## [What the task requires]
In the rows below, copy out verbatim every line starting at the one that contains "Please give the outline of every instance of the mountain ridge." and ending with the last line of the rows.

## [Records provided]

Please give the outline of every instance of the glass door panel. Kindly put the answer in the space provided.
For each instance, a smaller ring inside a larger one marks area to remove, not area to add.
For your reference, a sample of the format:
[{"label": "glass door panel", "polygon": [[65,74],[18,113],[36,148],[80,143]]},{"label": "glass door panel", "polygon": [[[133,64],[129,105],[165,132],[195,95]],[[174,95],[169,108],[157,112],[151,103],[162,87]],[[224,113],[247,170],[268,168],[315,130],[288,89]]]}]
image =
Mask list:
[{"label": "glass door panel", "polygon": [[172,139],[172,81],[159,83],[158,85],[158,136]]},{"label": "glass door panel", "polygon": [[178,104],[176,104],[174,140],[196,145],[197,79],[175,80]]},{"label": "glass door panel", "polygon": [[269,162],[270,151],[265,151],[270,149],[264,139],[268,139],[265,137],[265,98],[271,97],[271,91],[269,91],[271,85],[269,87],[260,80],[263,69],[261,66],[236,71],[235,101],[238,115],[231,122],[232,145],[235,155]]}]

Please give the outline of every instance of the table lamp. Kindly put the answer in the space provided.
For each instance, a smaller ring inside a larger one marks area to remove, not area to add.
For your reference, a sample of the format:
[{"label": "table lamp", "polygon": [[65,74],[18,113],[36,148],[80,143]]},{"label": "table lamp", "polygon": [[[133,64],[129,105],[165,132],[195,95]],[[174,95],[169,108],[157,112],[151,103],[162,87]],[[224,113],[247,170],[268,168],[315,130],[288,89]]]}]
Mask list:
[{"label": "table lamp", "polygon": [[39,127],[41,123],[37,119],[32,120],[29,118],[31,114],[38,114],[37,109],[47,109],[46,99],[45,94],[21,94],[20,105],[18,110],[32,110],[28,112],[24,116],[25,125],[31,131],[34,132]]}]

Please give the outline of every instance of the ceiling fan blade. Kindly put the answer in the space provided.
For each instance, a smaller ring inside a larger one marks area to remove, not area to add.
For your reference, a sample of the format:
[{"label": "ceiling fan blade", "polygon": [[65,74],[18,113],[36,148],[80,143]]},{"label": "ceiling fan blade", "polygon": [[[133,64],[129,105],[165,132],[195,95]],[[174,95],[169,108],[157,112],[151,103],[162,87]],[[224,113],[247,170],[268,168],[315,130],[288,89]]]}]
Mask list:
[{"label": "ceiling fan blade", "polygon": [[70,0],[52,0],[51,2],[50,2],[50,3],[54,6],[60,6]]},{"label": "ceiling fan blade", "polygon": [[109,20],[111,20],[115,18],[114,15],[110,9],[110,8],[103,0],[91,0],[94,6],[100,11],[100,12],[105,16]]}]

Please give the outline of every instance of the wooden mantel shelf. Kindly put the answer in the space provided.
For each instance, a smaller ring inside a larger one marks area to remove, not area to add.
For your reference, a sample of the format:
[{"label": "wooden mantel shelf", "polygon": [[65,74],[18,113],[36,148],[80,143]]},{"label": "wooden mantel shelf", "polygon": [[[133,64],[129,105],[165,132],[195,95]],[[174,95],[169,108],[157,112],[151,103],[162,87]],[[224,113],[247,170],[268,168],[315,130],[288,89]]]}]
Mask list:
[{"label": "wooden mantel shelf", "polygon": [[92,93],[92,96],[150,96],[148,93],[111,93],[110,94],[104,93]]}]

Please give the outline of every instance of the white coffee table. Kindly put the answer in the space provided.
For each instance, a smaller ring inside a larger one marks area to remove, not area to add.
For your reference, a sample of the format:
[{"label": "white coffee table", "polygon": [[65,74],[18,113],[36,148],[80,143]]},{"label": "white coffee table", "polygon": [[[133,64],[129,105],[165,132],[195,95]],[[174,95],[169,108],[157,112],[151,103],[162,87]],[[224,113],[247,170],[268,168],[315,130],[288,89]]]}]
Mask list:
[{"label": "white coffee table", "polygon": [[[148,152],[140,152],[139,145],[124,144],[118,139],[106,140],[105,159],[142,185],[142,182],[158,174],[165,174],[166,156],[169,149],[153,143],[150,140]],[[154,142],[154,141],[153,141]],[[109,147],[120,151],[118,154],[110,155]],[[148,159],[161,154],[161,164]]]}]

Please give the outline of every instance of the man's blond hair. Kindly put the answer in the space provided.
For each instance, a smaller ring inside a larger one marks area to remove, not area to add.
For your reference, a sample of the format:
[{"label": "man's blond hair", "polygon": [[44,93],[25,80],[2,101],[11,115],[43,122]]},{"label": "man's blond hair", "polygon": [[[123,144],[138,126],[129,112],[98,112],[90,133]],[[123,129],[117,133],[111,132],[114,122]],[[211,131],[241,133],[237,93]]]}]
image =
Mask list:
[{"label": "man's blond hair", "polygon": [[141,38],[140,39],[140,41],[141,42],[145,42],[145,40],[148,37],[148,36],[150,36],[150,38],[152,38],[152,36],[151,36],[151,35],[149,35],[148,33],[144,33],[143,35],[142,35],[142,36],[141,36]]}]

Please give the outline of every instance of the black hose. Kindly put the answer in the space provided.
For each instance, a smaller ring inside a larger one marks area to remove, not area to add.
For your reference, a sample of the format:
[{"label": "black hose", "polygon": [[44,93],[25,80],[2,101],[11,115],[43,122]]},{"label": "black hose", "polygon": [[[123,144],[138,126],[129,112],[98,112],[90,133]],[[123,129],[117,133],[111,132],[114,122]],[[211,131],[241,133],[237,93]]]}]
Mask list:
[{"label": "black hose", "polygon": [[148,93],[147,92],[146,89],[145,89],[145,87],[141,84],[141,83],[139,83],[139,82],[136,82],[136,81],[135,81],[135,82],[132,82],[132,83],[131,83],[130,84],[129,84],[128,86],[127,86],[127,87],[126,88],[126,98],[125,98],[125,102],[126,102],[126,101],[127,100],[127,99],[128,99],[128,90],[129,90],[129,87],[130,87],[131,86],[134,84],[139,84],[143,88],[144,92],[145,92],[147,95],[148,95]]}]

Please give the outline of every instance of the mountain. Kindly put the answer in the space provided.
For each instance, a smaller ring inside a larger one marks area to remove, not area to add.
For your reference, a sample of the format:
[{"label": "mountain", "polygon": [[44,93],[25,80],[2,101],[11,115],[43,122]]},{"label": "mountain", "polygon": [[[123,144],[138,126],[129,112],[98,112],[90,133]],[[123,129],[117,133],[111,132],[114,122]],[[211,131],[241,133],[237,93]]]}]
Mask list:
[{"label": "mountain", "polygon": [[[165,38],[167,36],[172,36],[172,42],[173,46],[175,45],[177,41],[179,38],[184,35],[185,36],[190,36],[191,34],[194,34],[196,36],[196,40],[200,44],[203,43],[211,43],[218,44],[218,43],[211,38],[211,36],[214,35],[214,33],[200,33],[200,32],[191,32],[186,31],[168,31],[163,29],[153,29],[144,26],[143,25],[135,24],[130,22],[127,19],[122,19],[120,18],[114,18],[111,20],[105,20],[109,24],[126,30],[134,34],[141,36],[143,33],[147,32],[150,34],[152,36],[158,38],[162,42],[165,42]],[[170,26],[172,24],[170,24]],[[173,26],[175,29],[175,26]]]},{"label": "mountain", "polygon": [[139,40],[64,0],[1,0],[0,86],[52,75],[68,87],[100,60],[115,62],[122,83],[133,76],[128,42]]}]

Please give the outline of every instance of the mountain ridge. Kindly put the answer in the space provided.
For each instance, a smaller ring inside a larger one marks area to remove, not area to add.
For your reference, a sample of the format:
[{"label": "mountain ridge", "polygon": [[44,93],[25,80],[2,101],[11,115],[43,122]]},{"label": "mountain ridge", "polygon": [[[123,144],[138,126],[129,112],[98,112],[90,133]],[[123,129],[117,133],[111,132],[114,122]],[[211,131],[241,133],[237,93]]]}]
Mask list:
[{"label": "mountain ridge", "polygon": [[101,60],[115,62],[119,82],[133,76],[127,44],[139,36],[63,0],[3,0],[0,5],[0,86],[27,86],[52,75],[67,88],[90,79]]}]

## [Answer to this task]
Please give the outline of every instance of the mountain ridge. Kindly put the answer in the space provided.
For each instance, a smaller ring inside a larger one marks area to remove, not area to add.
For your reference, a sample of the format:
[{"label": "mountain ridge", "polygon": [[44,93],[25,80],[2,101],[11,115],[43,122]]},{"label": "mountain ridge", "polygon": [[[123,144],[138,126],[129,112],[98,112],[90,133]],[[123,129],[117,133],[111,132],[114,122]],[[211,131],[241,133],[237,93]]]}]
Mask list:
[{"label": "mountain ridge", "polygon": [[101,60],[115,62],[119,82],[133,76],[127,44],[139,36],[63,0],[3,0],[0,5],[0,86],[27,86],[52,75],[67,88],[90,79]]}]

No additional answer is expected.